Real Estate Heartbreak: Do we break up with our real estate agent?
April 8, 2016 8:48 AM   Subscribe

My partner and I chose an agent we liked and trusted, but several months into the process, we're reevaluating whether we made the right choice. Key issues: neighborhood expertise, pavement-pounding, and more. We feel loyal, yet conflicted.

My partner and I started looking for a house several months ago. We chose from a number of agents and finally went with one who we both trusted-- he'd been recommended by friends and had an expertise in the era of home we're looking for. He seemed to get our budget and goals. We were nervous because a) he is not a full-time agent and has other ventures going and b) he's independent and not with a large brokerage. But we liked him so much personally that we signed a 3-month contract with him to represent us.

We kicked off the search, and it turns out the inventory was ZILCH. My partner and I flyered our target neighborhoods and turned up half a dozen leads that way. We asked everyone we knew. We constantly monitored real estate sites, and our agent happily showed us the homes.

We found two homes we LOVED and put in bids-- our agent advised us on our bids in both cases and we lost in both cases. We were devastated. A third house became a nightmare-- our first bid was rejected, we ended up getting caught up in a frenzy and put in a big much higher than our target budget, then had to withdraw it.

We both felt exhausted and defeated. We've also heard that in this market, an unprecedented number of homes are changing hands without getting listed-- through word of mouth, pocket listings, etc. So I've been pounding the pavement to dig up other homes, posting on neighborhood forums, asking friends, etc. I've turned up a handful of potential homes this way and we're seeing some shortly.

====

**Brief 1:** Reproduce the passage of the post about the real estate agent that lies between "We found two" and "seeing some shortly.", inclusive.
**Brief 2:** Summarize the post about the real estate agent in two sentences.

====

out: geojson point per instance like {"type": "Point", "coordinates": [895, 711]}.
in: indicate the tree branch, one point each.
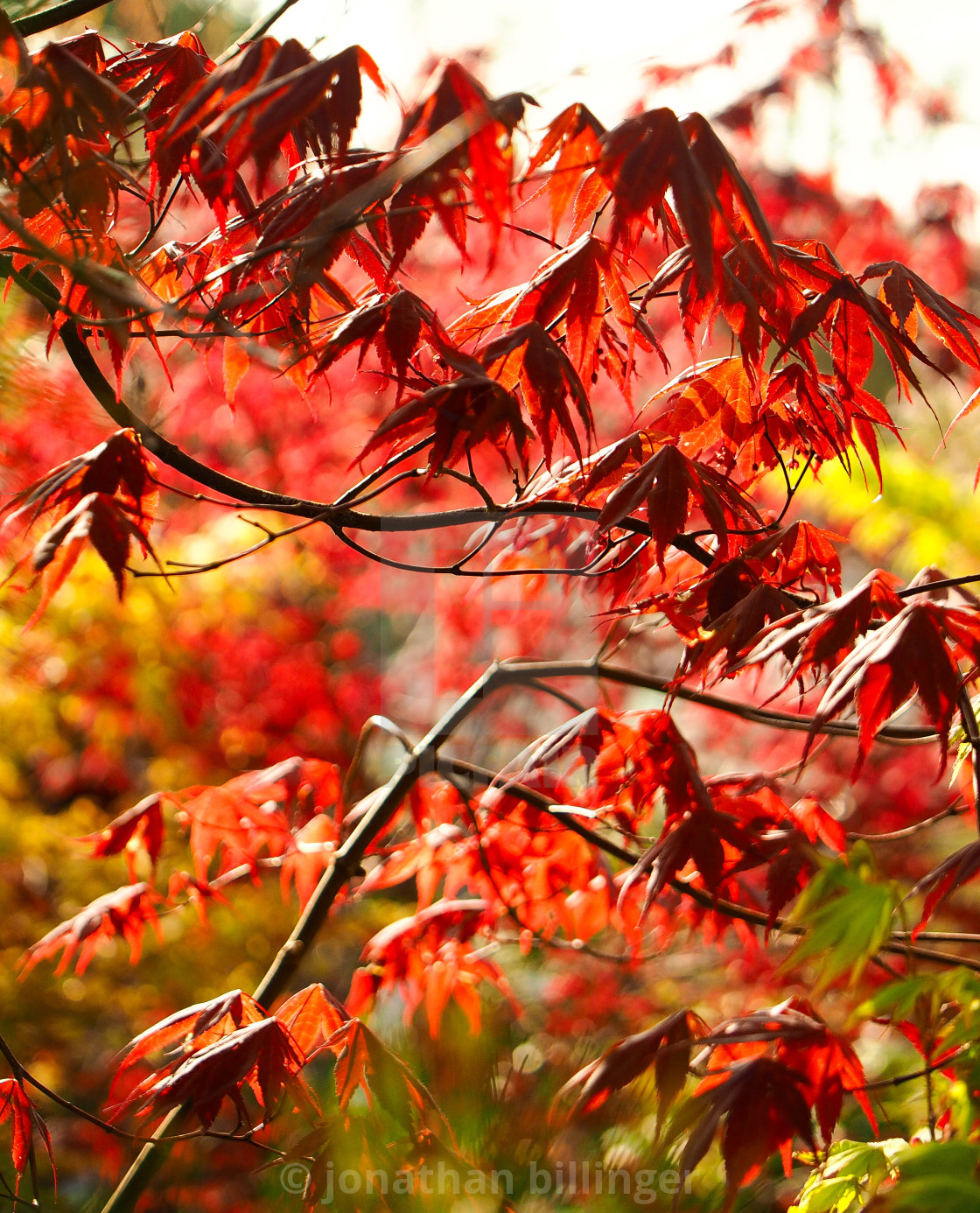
{"type": "Point", "coordinates": [50, 18]}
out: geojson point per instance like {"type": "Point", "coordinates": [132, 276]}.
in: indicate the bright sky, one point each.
{"type": "Point", "coordinates": [596, 50]}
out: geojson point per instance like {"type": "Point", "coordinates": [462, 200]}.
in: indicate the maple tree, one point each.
{"type": "Point", "coordinates": [600, 371]}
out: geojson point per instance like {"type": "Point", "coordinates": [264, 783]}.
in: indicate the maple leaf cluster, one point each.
{"type": "Point", "coordinates": [220, 213]}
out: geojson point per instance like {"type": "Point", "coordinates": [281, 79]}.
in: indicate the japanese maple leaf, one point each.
{"type": "Point", "coordinates": [820, 638]}
{"type": "Point", "coordinates": [260, 1055]}
{"type": "Point", "coordinates": [945, 879]}
{"type": "Point", "coordinates": [528, 357]}
{"type": "Point", "coordinates": [393, 326]}
{"type": "Point", "coordinates": [140, 826]}
{"type": "Point", "coordinates": [468, 410]}
{"type": "Point", "coordinates": [307, 853]}
{"type": "Point", "coordinates": [270, 98]}
{"type": "Point", "coordinates": [106, 497]}
{"type": "Point", "coordinates": [828, 1062]}
{"type": "Point", "coordinates": [666, 1046]}
{"type": "Point", "coordinates": [668, 484]}
{"type": "Point", "coordinates": [712, 842]}
{"type": "Point", "coordinates": [763, 1105]}
{"type": "Point", "coordinates": [574, 136]}
{"type": "Point", "coordinates": [480, 169]}
{"type": "Point", "coordinates": [193, 1027]}
{"type": "Point", "coordinates": [363, 1061]}
{"type": "Point", "coordinates": [124, 911]}
{"type": "Point", "coordinates": [159, 75]}
{"type": "Point", "coordinates": [312, 1017]}
{"type": "Point", "coordinates": [803, 553]}
{"type": "Point", "coordinates": [18, 1108]}
{"type": "Point", "coordinates": [905, 656]}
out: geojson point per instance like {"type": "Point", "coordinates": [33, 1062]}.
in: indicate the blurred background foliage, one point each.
{"type": "Point", "coordinates": [290, 653]}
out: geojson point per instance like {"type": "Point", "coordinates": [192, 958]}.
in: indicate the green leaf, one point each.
{"type": "Point", "coordinates": [849, 1177]}
{"type": "Point", "coordinates": [957, 1160]}
{"type": "Point", "coordinates": [848, 915]}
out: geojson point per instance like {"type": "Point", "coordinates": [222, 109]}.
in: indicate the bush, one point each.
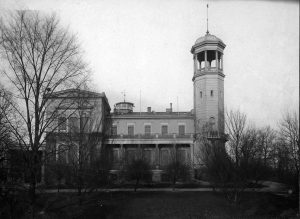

====

**Exercise output 1:**
We found two homes we LOVED and put in bids-- our agent advised us on our bids in both cases and we lost in both cases. We were devastated. A third house became a nightmare-- our first bid was rejected, we ended up getting caught up in a frenzy and put in a big much higher than our target budget, then had to withdraw it.

We both felt exhausted and defeated. We've also heard that in this market, an unprecedented number of homes are changing hands without getting listed-- through word of mouth, pocket listings, etc. So I've been pounding the pavement to dig up other homes, posting on neighborhood forums, asking friends, etc. I've turned up a handful of potential homes this way and we're seeing some shortly.

**Exercise output 2:** Several months into a house search, the writer and a partner are reconsidering the trusted, well-liked agent they signed a three-month contract with, despite early concerns that he works part-time and independently. In a market with almost no inventory, they lost bids on two homes they loved and withdrew an over-budget bid on a third, and the writer is now looking for unlisted homes through neighborhood forums and friends.